• Set problem
Rewrite the part of the material that opens with the line containing "outline santa claus print on tablecloth" and closes with the line containing "POLYGON ((217 155, 216", substituting "table linen" for "tablecloth" and leaving all else unchanged.

>> start

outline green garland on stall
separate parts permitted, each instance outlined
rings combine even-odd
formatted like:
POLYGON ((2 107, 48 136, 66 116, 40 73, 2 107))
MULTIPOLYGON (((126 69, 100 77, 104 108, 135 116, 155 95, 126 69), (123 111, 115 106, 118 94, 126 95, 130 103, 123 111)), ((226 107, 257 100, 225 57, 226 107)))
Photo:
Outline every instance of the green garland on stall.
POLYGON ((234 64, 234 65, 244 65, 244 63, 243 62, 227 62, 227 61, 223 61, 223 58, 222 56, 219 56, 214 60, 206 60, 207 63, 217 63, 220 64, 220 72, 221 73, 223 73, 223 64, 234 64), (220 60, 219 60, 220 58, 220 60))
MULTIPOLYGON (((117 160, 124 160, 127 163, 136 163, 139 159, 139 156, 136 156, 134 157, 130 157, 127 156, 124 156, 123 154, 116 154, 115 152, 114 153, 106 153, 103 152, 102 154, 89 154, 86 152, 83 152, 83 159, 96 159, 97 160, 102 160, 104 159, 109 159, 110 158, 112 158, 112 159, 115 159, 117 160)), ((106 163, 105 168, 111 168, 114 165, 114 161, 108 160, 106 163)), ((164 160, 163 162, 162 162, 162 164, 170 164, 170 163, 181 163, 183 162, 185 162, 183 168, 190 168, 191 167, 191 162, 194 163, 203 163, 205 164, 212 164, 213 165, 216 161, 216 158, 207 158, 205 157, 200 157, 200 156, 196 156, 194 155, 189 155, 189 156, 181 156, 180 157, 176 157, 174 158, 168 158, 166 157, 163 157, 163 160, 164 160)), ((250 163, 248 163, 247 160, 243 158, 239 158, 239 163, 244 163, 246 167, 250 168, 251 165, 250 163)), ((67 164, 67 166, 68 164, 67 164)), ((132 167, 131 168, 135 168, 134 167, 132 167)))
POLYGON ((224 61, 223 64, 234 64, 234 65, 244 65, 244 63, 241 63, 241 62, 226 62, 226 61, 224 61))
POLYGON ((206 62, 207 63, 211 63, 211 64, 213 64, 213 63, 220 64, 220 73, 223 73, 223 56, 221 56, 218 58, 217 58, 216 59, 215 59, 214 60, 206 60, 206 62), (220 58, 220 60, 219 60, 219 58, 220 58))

>> end
>> start

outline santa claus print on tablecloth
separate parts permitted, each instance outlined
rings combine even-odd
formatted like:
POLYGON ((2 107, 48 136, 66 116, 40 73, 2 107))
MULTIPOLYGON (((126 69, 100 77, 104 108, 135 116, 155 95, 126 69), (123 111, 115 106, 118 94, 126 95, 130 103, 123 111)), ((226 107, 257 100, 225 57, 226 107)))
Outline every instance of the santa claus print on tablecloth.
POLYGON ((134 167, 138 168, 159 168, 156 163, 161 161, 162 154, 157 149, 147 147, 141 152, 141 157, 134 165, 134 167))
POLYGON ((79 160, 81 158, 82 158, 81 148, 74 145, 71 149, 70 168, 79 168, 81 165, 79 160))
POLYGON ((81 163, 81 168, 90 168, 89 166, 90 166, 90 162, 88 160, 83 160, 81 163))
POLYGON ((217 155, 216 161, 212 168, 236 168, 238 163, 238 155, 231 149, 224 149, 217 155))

>> end

• Solution
outline santa claus print on table linen
separate parts permitted, each instance outlined
rings combine even-odd
formatted like:
POLYGON ((2 107, 48 136, 66 116, 40 73, 2 107))
MULTIPOLYGON (((126 69, 100 77, 104 108, 135 116, 155 95, 126 69), (123 111, 115 106, 118 94, 126 95, 130 103, 123 111)), ((226 107, 257 100, 225 57, 226 107)))
Outline every instance of the santa claus print on table linen.
POLYGON ((134 167, 138 168, 159 168, 156 163, 161 161, 162 154, 157 149, 147 147, 141 152, 141 157, 134 165, 134 167))
POLYGON ((79 160, 81 158, 82 158, 81 148, 74 145, 71 149, 70 168, 79 168, 81 165, 79 160))
POLYGON ((81 163, 81 168, 90 168, 89 166, 90 166, 90 162, 88 160, 83 160, 81 163))
POLYGON ((217 155, 216 161, 212 168, 236 168, 238 163, 238 155, 231 149, 224 149, 217 155))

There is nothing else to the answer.